= Passage provided =
Jump to content

logging in to a website automatically and retrieving the data


stubarny
Go to solution Solved by Jacques1,

Recommended Posts

Hi,

 

I need to log into a website to check for the latest data, and I want to automate this with php script that will use a cronjob to log in, retrieve the data and email it to me.

 

Currently I'm stuck on the logging in part (I'm testing the script below on my squirrelmail email login page). I've tried using the snoopy php class (sourceforge.net/projects/snoopy/) but it seems the POST variables aren't being recognised (because the email program is directing me to the log in page, as opposed to telling me that my username/password is wrong).

 

(is it even possible for a servers to accept POST variables in this way??? I'm kind of surprised but lots of poeple seem to use snoopy to login via userforms)

 

Please could someone point me in the right direction?

 

Thanks,

 

Stu

 

 

/ load the snoopy class and initialize the object /
$snoopy = new Snoopy();

/ set some values /
$login_form['login_username'] = 'MY_USERNAME';
$login_form['secretkey'] = 'MY_PASSWORD';

$snoopy->cookies['vegetable'] = 'carrot';
$snoopy->cookies['something'] = 'value';

/ submit the data and get the result /
$snoopy->submit('http://webmail.MY_WEBSITE_NAME.com/src/redirect.php' $p_data);

/ output the results /
echo '<pre>' . htmlspecialchars($snoopy->results) . '</pre>';

Edited by stubarny
Link to comment
Share on other sites

OK thanks, I've checked that my host has CURL (which it does) and have tried the code below. I remembered to add the hidden variables but I still just get a blank page. Am I missing something?

= Given information =
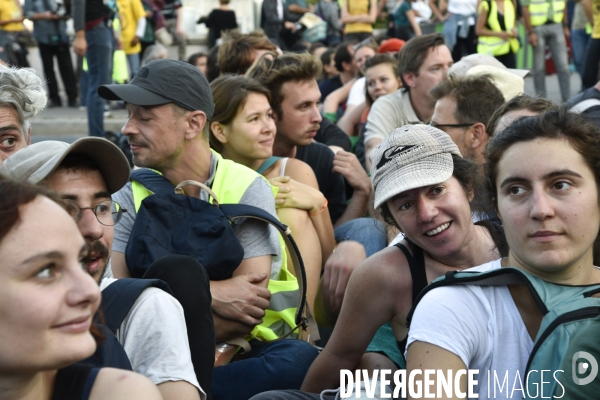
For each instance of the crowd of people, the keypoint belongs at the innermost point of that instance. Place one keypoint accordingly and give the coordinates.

= Written request 1 =
In the forum thread about logging in to a website automatically, which login page was the poster using to test the script?
= Written request 2 =
From the forum thread about logging in to a website automatically, copy the stretch from "I need to log" through "email it to me.".

= Task response 1 =
The poster's squirrelmail email login page.

= Task response 2 =
I need to log into a website to check for the latest data, and I want to automate this with php script that will use a cronjob to log in, retrieve the data and email it to me.